_The task_:
Convert every row below into a two-column Markdown table, with its position number under "No." and its text under "Entry". Leave out any blank lines.
-- start Dataset --
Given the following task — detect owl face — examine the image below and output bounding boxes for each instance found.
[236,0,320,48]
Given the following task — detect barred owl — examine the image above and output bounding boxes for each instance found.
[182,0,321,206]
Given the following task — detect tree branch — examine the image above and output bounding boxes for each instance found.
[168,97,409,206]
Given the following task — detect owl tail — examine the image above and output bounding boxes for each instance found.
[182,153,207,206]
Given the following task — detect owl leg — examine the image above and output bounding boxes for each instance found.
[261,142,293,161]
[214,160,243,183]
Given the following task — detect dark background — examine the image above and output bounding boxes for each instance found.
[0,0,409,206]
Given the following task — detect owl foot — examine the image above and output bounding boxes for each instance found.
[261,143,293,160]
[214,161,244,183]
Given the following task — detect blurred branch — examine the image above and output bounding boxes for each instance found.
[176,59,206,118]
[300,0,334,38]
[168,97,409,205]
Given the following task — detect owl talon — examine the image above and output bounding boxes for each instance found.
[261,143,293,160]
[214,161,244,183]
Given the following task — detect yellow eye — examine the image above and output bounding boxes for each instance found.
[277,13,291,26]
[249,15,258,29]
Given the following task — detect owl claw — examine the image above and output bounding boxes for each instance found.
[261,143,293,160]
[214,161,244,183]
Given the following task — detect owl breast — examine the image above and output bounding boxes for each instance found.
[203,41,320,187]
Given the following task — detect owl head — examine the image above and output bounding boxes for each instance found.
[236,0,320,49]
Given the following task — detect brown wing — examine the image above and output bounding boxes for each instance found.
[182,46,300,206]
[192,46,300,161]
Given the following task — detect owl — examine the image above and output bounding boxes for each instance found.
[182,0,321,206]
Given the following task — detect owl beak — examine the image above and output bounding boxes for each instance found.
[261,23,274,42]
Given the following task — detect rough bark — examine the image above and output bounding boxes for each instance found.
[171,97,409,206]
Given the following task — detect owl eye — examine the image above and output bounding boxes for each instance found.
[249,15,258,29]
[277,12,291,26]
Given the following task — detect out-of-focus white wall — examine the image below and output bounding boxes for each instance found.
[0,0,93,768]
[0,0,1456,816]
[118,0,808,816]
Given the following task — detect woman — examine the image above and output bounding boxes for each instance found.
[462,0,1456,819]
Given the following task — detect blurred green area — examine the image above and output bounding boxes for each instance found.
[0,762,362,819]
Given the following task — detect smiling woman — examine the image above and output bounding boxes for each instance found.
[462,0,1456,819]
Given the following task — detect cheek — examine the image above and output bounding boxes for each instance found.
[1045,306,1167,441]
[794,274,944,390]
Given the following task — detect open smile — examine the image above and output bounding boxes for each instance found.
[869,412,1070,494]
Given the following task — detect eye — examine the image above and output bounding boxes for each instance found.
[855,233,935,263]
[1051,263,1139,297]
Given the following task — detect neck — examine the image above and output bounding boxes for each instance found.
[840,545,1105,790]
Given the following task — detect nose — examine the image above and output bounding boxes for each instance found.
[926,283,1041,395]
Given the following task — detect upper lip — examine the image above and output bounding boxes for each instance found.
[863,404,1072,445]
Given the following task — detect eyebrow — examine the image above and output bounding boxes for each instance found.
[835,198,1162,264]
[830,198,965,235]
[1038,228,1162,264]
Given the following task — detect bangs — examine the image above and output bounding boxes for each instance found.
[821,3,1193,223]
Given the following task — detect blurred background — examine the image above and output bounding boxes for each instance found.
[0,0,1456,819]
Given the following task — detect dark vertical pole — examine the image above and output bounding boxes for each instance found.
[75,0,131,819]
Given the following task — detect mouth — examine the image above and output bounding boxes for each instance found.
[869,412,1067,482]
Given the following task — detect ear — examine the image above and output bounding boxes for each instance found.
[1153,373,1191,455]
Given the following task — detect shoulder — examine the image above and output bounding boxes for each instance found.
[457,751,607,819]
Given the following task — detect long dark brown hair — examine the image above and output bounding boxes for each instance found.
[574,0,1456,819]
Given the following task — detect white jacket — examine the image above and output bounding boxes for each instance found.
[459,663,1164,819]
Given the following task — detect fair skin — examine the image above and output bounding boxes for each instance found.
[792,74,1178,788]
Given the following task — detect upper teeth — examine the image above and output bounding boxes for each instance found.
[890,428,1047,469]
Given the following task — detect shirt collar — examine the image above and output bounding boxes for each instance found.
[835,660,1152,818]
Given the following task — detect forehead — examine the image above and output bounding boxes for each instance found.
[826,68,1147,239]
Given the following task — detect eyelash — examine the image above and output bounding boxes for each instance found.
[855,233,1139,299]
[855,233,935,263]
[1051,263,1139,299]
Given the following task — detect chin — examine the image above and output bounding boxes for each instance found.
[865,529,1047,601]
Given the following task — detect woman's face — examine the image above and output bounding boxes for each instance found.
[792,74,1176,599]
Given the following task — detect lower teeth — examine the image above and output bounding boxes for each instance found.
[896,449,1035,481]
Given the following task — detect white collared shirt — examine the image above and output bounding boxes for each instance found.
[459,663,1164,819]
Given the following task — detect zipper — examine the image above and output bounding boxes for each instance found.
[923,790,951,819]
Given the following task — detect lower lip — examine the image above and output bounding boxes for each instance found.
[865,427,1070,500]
-- end Dataset --
_Solution to this task_:
| No. | Entry |
|---|---|
| 1 | Given the following task — detect owl face — examine the image below and output bounding boxes for each instance found. |
| 2 | [236,0,320,48] |
| 3 | Given the following task — detect barred owl — examine the image above and output bounding boxes for each instance found. |
| 4 | [182,0,321,206] |
| 5 | Given the following task — detect tree branch — examine the image above and output bounding boxes for each instance found. |
| 6 | [168,97,409,206] |
| 7 | Given the following task — detect owl tail — examine the image above and output bounding boxes for each instance found. |
| 8 | [182,153,207,206] |
| 9 | Given the following task — detect owl leg — examine the image above and output bounding boxes for each instance found. |
| 10 | [261,142,293,161] |
| 11 | [214,160,243,183] |
| 12 | Given the following task — detect dark background — examine the image above and output bounding boxes for each instance found. |
| 13 | [0,0,409,206] |
| 14 | Given the following task — detect owl foot — examine the image above and output bounding boxes for each instance found. |
| 15 | [261,143,293,160] |
| 16 | [214,161,244,183] |
| 17 | Given the following task — detect blurred branch — examine the image above and output bounding boxes for each instance found. |
| 18 | [176,59,206,118] |
| 19 | [300,0,334,38] |
| 20 | [168,97,409,205] |
| 21 | Given the following task — detect owl talon — examine the image above and output bounding boxes for each instance found. |
| 22 | [261,143,293,160] |
| 23 | [214,161,244,183] |
| 24 | Given the following task — detect yellow eye — examine the image above and output bounding boxes for each instance found. |
| 25 | [277,13,291,26] |
| 26 | [249,15,258,29] |
| 27 | Given the following task — detect owl claw — examine the image above and output bounding boxes for each instance found. |
| 28 | [261,143,293,160] |
| 29 | [214,161,244,183] |
| 30 | Given the following task — detect owl breast — examine the image above and output bounding boxes for each instance found. |
| 31 | [203,41,320,187] |
| 32 | Given the following task — detect owl head — examine the image above and output bounding boxes for each instance found. |
| 33 | [236,0,320,49] |
| 34 | Given the following task — detect brown wing — examine the image above and output bounding boxes for each instance found. |
| 35 | [182,46,300,206] |
| 36 | [192,46,300,161] |
| 37 | Given the following task — detect owl — examine the image above and output bounding boxes for each instance found. |
| 38 | [182,0,321,206] |
| 39 | Given the following task — detect owl beak — examine the image above and output bounding boxes for each instance found. |
| 40 | [261,23,274,42] |
| 41 | Given the following task — detect rough bark — examine the image above and output bounding boxes for each instance found. |
| 42 | [171,97,409,206] |
| 43 | Given the following task — detect owl eye — examine the image above and output bounding boxes for each instance found. |
| 44 | [249,15,258,29] |
| 45 | [277,12,291,26] |
| 46 | Given the following task — detect out-of-focus white wall — examine the image below and output bounding boxes for each instance found. |
| 47 | [0,0,93,768] |
| 48 | [0,0,1456,816] |
| 49 | [118,0,808,816] |
| 50 | Given the following task — detect woman — examine the image above and output bounding boxes for each instance found. |
| 51 | [462,0,1456,819] |
| 52 | Given the following task — detect blurred green area — examine the image above and output bounding boxes for each instance found. |
| 53 | [0,762,362,819] |
| 54 | Given the following task — detect smiling woman — examine the image above and output bounding boxes for each instance found. |
| 55 | [462,0,1456,819] |
| 56 | Given the following task — detect cheek — examine the image above and output bounding boxes for each instance found. |
| 57 | [1045,306,1167,441] |
| 58 | [794,274,944,390] |
| 59 | Given the following task — detect open smile — examine the image above and output bounding boxes for each instance found. |
| 60 | [869,412,1070,494] |
| 61 | Given the following task — detect eye — examine the image above and output bounding boxes for each instance found. |
| 62 | [855,233,935,263] |
| 63 | [1051,263,1139,297] |
| 64 | Given the following task — detect neck — examine the image above and output bounding boxes for each instance found. |
| 65 | [840,545,1105,790] |
| 66 | Given the following task — detect nose — examine the image above and output bounding boxes for each instance found. |
| 67 | [926,283,1041,395] |
| 68 | Given the following task — detect upper lip — examine the image above and output bounding boxes for each instance found. |
| 69 | [863,404,1072,445] |
| 70 | Given the following task — detect eyebrow — examine the image above and output bounding boxes for each instance found. |
| 71 | [835,198,1162,264] |
| 72 | [830,198,965,235] |
| 73 | [1038,228,1162,264] |
| 74 | Given the following task — detect bangs — examine the image above and output bounding boxes for each instance found. |
| 75 | [821,3,1193,223] |
| 76 | Given the following task — detect blurred background — examine the image above and output bounding boxes for each instance found. |
| 77 | [0,0,1456,819] |
| 78 | Given the following task — detect dark vertical pole — examine the image above and output bounding boxes for each instance found. |
| 79 | [75,0,131,819] |
| 80 | Given the following task — detect mouth — examine the image above and output bounding boxes for each instance found. |
| 81 | [869,412,1067,482] |
| 82 | Given the following task — detect ear — examine the image above and output bounding boxes for each instance found. |
| 83 | [1153,373,1191,455] |
| 84 | Given the following task — detect shoulder — examine the image above and output bounding boxes for each instance found. |
| 85 | [457,751,607,819] |
| 86 | Given the following task — detect long dark brown hair — examine the image above and output bounding boxes for each instance found. |
| 87 | [574,0,1456,819] |
| 88 | Given the following task — detect white jacket — examine the image above and output bounding boxes for each instance found. |
| 89 | [459,663,1164,819] |
| 90 | Given the following task — detect fair skin — examine the image above and output bounding boxes for each instance found. |
| 91 | [792,74,1178,788] |
| 92 | Given the following task — detect upper teeth — examine the image above and output bounding boxes for each instance found. |
| 93 | [890,428,1047,469] |
| 94 | Given the following task — detect shirt collar — examine the image above and output bounding boxes for each instance found. |
| 95 | [835,660,1152,818] |
| 96 | Given the following task — detect forehead — examine the image above and output bounding boxes for each instance found. |
| 97 | [826,68,1147,239] |
| 98 | Given the following task — detect eyelash — examine the image above and output bounding boxes for each instance found. |
| 99 | [855,233,1139,299] |
| 100 | [855,233,935,263] |
| 101 | [1051,263,1139,299] |
| 102 | Given the following task — detect chin — examine the image above and output bounding boxes for each instance found. |
| 103 | [865,529,1047,601] |
| 104 | Given the following task — detect woman's face — examine the image above and output bounding boxes for each instance found. |
| 105 | [792,74,1176,599] |
| 106 | Given the following task — detect lower teeth — examine the image above and output bounding boxes for each instance found. |
| 107 | [896,449,1035,481] |
| 108 | Given the following task — detect white collared shirt — examine the image above and output bounding boxes for each instance found. |
| 109 | [459,663,1164,819] |
| 110 | Given the following task — detect zipper — examine the image above and output bounding boxes for each instance found. |
| 111 | [923,790,951,819] |
| 112 | Given the following task — detect lower lip — examine the image above and output bounding boxes for each instance found. |
| 113 | [865,427,1070,500] |